[BEGIN Dataset extract]

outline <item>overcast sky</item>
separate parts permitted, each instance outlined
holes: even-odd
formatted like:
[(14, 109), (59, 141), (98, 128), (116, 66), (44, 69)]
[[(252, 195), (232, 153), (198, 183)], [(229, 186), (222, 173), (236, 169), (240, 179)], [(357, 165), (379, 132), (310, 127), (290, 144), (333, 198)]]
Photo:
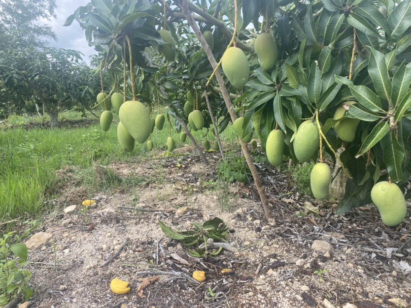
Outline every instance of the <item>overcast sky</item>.
[(89, 0), (56, 0), (57, 18), (48, 23), (59, 38), (57, 42), (50, 42), (50, 45), (59, 48), (78, 50), (84, 54), (82, 58), (87, 63), (89, 62), (89, 56), (96, 54), (97, 52), (87, 44), (84, 31), (75, 20), (68, 27), (63, 25), (67, 17), (74, 13), (77, 7), (85, 6), (89, 2)]

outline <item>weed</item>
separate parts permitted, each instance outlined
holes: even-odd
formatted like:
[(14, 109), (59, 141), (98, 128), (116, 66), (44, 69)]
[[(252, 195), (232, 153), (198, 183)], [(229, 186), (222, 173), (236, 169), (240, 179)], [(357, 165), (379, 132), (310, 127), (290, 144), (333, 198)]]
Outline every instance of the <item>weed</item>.
[(21, 243), (12, 245), (16, 240), (13, 234), (9, 232), (0, 238), (0, 305), (5, 305), (21, 295), (28, 300), (33, 294), (29, 287), (32, 274), (24, 269), (28, 264), (28, 249)]

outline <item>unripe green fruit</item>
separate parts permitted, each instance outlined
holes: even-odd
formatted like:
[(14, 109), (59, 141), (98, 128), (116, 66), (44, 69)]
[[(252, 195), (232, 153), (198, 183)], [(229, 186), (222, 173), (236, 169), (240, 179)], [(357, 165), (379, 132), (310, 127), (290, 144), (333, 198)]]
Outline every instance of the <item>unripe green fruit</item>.
[(281, 129), (272, 130), (266, 142), (266, 153), (268, 161), (273, 166), (278, 167), (282, 164), (284, 145), (283, 131)]
[(210, 31), (207, 30), (204, 31), (204, 33), (203, 33), (203, 36), (204, 36), (204, 39), (207, 42), (207, 44), (210, 46), (210, 49), (212, 51), (214, 48), (214, 37), (212, 36), (212, 33)]
[(190, 124), (190, 126), (191, 126), (191, 128), (193, 129), (193, 130), (194, 131), (197, 131), (198, 130), (197, 128), (196, 127), (196, 124), (194, 123), (194, 121), (193, 120), (193, 112), (190, 112), (190, 114), (188, 115), (188, 123)]
[(202, 129), (204, 127), (204, 118), (200, 110), (194, 110), (191, 112), (191, 119), (197, 129)]
[(161, 38), (166, 44), (159, 45), (158, 50), (168, 61), (172, 61), (175, 58), (175, 43), (169, 31), (163, 29), (158, 31)]
[(120, 122), (117, 127), (117, 137), (121, 148), (129, 152), (134, 149), (135, 141), (124, 125)]
[(333, 177), (330, 166), (323, 162), (315, 164), (310, 176), (310, 184), (312, 194), (318, 200), (325, 198)]
[(298, 161), (308, 160), (320, 147), (320, 133), (315, 122), (310, 120), (303, 122), (297, 130), (293, 144)]
[(401, 189), (395, 183), (386, 181), (377, 183), (371, 189), (371, 199), (385, 225), (396, 226), (405, 218), (407, 203)]
[(273, 34), (262, 33), (259, 35), (255, 39), (254, 48), (263, 69), (269, 70), (275, 66), (278, 59), (278, 51)]
[(169, 152), (172, 152), (174, 150), (174, 139), (172, 137), (169, 137), (167, 138), (167, 147), (168, 148)]
[[(107, 95), (103, 92), (101, 92), (97, 94), (97, 103), (99, 104), (100, 108), (103, 111), (109, 110), (111, 109), (111, 101), (107, 97)], [(104, 103), (105, 104), (105, 106)]]
[(117, 93), (117, 92), (113, 93), (112, 95), (111, 95), (111, 105), (113, 106), (113, 109), (115, 110), (116, 112), (118, 114), (119, 110), (120, 110), (120, 107), (121, 107), (121, 105), (123, 104), (124, 100), (123, 99), (123, 95), (120, 93)]
[(147, 148), (148, 149), (148, 151), (153, 150), (153, 142), (151, 140), (148, 140), (147, 142)]
[(187, 135), (186, 133), (182, 131), (181, 133), (180, 134), (180, 141), (181, 142), (185, 142), (185, 140), (187, 139)]
[(120, 121), (133, 138), (144, 143), (151, 132), (152, 122), (148, 110), (137, 100), (124, 103), (118, 112)]
[(203, 145), (204, 146), (204, 148), (207, 151), (208, 151), (210, 149), (210, 148), (211, 147), (211, 145), (210, 145), (210, 142), (208, 141), (208, 140), (207, 140), (207, 139), (204, 140), (204, 142), (203, 144)]
[(100, 116), (100, 126), (102, 127), (102, 130), (103, 131), (107, 131), (108, 130), (112, 122), (112, 113), (110, 110), (103, 111), (102, 115)]
[[(345, 108), (344, 108), (344, 105), (350, 106), (356, 102), (349, 101), (340, 105), (334, 114), (334, 120), (338, 120), (343, 116), (346, 110)], [(337, 135), (342, 140), (347, 142), (351, 142), (355, 137), (355, 131), (359, 123), (360, 120), (358, 119), (346, 118), (336, 123), (334, 125), (334, 130), (335, 130)]]
[(156, 128), (159, 130), (163, 129), (164, 126), (164, 122), (166, 121), (166, 117), (164, 115), (157, 115), (156, 117)]
[[(189, 93), (190, 93), (190, 92), (189, 92)], [(187, 96), (188, 96), (188, 95)], [(194, 105), (193, 104), (192, 102), (190, 102), (189, 100), (187, 100), (184, 104), (183, 109), (184, 110), (184, 114), (185, 115), (185, 116), (188, 117), (188, 115), (189, 115), (190, 113), (193, 111), (193, 109), (194, 109)]]
[(241, 89), (248, 81), (248, 61), (240, 48), (230, 47), (225, 51), (221, 58), (221, 67), (234, 88)]
[(154, 119), (151, 119), (151, 131), (150, 133), (152, 134), (154, 131), (154, 127), (156, 127), (156, 120)]

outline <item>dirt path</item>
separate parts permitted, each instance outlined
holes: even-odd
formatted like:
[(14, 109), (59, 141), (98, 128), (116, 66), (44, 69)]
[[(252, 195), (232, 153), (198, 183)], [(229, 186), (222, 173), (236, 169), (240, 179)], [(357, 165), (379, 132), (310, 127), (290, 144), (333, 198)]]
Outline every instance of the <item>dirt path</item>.
[[(374, 207), (335, 216), (335, 205), (302, 200), (284, 176), (258, 165), (274, 217), (267, 222), (254, 188), (231, 185), (227, 198), (213, 184), (216, 154), (207, 154), (213, 167), (206, 168), (192, 149), (178, 152), (187, 155), (107, 166), (140, 185), (96, 194), (86, 214), (81, 187), (56, 200), (44, 227), (54, 240), (29, 252), (31, 307), (411, 307), (411, 221), (387, 228)], [(193, 258), (158, 224), (189, 230), (216, 216), (238, 253)], [(205, 281), (191, 278), (194, 270), (206, 272)], [(141, 278), (157, 276), (139, 296)], [(130, 293), (111, 292), (114, 277), (130, 281)]]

[END Dataset extract]

▸ **The exercise**
Rewrite the lines starting at "outline <item>unripe green fruit</item>" and ending at "36), (212, 33)]", requests included, shifting every outline coordinate in the answers by adding 91 to it. Leave the numbers in the requests and their format samples unchanged.

▸ **Final result**
outline <item>unripe green fruit</item>
separate parts permitted, each instance outlined
holes: even-odd
formatted like:
[(14, 109), (59, 141), (98, 128), (116, 66), (44, 69)]
[[(252, 195), (232, 153), (198, 183)], [(229, 186), (222, 173), (236, 169), (240, 179)], [(357, 165), (379, 132), (310, 127), (290, 144), (333, 198)]]
Outline every instance of the <item>unripe green fruit</item>.
[(372, 220), (363, 221), (357, 233), (357, 244), (359, 252), (364, 257), (369, 258), (373, 255), (375, 236), (374, 222)]
[(301, 122), (298, 121), (295, 122), (295, 124), (294, 124), (294, 127), (295, 127), (295, 130), (298, 133), (298, 135), (301, 137), (301, 140), (303, 142), (305, 139), (305, 128), (303, 127), (303, 124)]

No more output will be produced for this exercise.